▸ **Given instruction**: Update the entries below by swapping every "service" for "endpoint" and keeping everything else the same. Leave the pictures out of your answer.

--- BEGIN Excerpted data ---

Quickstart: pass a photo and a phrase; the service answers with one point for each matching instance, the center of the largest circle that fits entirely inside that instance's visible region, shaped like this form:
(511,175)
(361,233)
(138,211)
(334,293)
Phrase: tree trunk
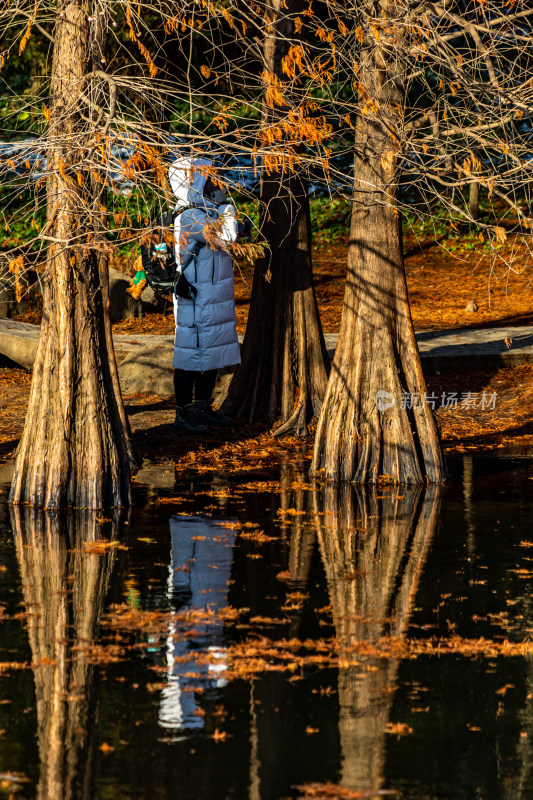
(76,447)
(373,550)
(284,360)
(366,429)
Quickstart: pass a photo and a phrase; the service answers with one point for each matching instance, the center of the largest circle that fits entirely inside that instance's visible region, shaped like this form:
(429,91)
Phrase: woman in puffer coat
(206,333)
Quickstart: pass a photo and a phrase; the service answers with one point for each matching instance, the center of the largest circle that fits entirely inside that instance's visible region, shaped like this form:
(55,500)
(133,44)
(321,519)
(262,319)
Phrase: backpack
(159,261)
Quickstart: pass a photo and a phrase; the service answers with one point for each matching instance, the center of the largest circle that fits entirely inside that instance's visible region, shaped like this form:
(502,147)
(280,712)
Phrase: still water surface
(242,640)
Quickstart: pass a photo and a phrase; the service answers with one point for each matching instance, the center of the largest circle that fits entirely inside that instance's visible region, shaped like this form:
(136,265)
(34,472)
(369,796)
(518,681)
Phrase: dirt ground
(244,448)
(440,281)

--- END Excerpted data ---

▸ **Task response**:
Quickstart: pass a photo and a phrase; the endpoint answers with one point for each matching instance, the center of the largest circle that fits entirely inside that instance's visible region, shaped like this form:
(511,175)
(361,233)
(138,211)
(334,293)
Phrase: tree trunk
(76,447)
(373,550)
(284,360)
(366,429)
Quickstart: pass a photo and a phrase; the endpoint answers with one point for each matching instance, the center of the largest circle that fits entirely inside that instance's visible region, shaped like this form:
(429,91)
Phrase: woman in puffer coat
(206,333)
Quickstart: pass a photo and a phrase; the endpoint answers with one point for each matching instance, the center of the largest circle that fits entirely inside that instance's visible region, shaped like this form:
(55,500)
(133,44)
(321,519)
(262,319)
Phrase: backpack
(159,261)
Quickstart: pass a photo and a phrase; the endpoint answers with one point for each matching instance, the center of the largest circle that fits entirely inside that instance's visible region, shaped like this form:
(502,147)
(280,712)
Phrase: still water surface
(242,640)
Quickstart: pass a photo and a phrase; the endpoint answers with one point for each matching instance, the center of the largest circle that fits entirely inside that instance's visible region, shaped like this form:
(136,265)
(34,472)
(369,796)
(518,681)
Phrase: dirt ground
(244,448)
(440,281)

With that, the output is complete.